§ Provided passage:
____

The increase in theta determines to what effect the previous error term affects the subsiquent term in the function. The larger the value of theta, the larger the proportion of y’s value comes from the previous error. At a value of 1, the current value of y is even balanced between the two previous errors. This has the effect of smoothing out sharp deviations in errors and “pulling” y’s values closer to the previous error.

MA.Model(0.2, e) %>%
  autoplot()

MA.Model(0.6, e) %>%
  autoplot()

MA.Model(1, e) %>%
  autoplot()

Generate data from an ARMA(1,1) model with \(\phi=0.6\), \(\theta_1=0.6\) and \(\sigma^2=1\)

I can create this data by combining the two previous functions from part d and part c. I will create a new third function for clarity.

____

§ Information shown:
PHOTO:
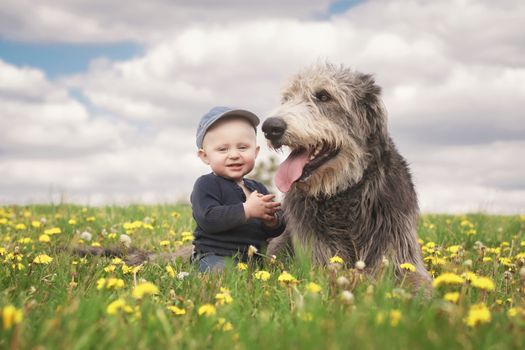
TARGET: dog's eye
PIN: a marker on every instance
(323, 96)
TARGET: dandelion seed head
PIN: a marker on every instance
(346, 297)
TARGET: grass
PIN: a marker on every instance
(63, 304)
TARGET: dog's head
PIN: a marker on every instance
(333, 120)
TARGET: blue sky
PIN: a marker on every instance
(59, 59)
(124, 130)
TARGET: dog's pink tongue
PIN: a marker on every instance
(290, 170)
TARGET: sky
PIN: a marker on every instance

____

§ To-do list:
A - In the moving-average excerpt, what happens to the proportion of y's value that comes from the previous error as theta grows larger?
B - Print the part of the moving-average excerpt starting with "MA.Model(0.6, e) %>%" and going on through "function for clarity.".
The records aren't needed for this work.

§ Answers provided:
A - The larger theta is, the larger the proportion of y's value that comes from the previous error.

B -
MA.Model(0.6, e) %>%
  autoplot()

MA.Model(1, e) %>%
  autoplot()

Generate data from an ARMA(1,1) model with \(\phi=0.6\), \(\theta_1=0.6\) and \(\sigma^2=1\)

I can create this data by combining the two previous functions from part d and part c. I will create a new third function for clarity.